■ What you are asked to do
From the following material, say how many lines have "Target" in them; write only the number.

■ The data
────────────────────

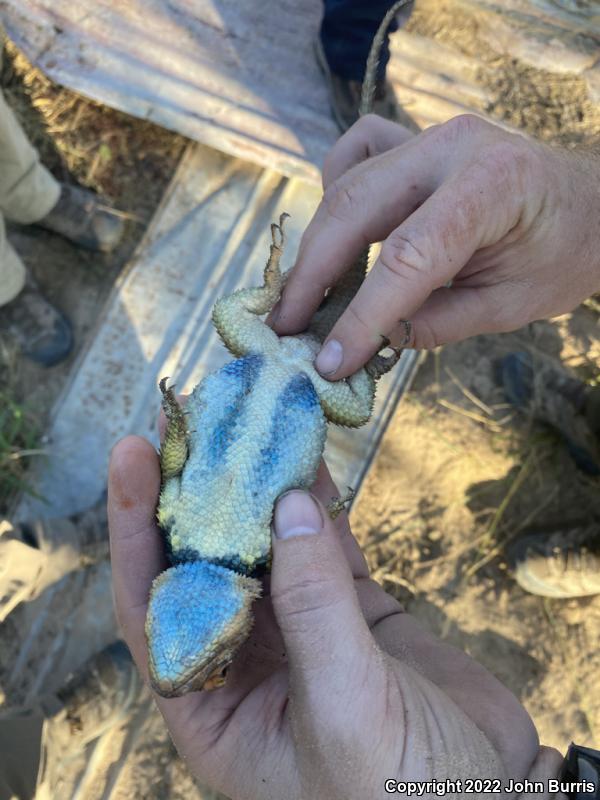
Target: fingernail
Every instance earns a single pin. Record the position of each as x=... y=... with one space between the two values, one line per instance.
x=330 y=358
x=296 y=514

────────────────────

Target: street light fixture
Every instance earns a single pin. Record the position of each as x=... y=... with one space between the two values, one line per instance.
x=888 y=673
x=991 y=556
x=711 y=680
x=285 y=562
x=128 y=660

────────────────────

■ Your solution
2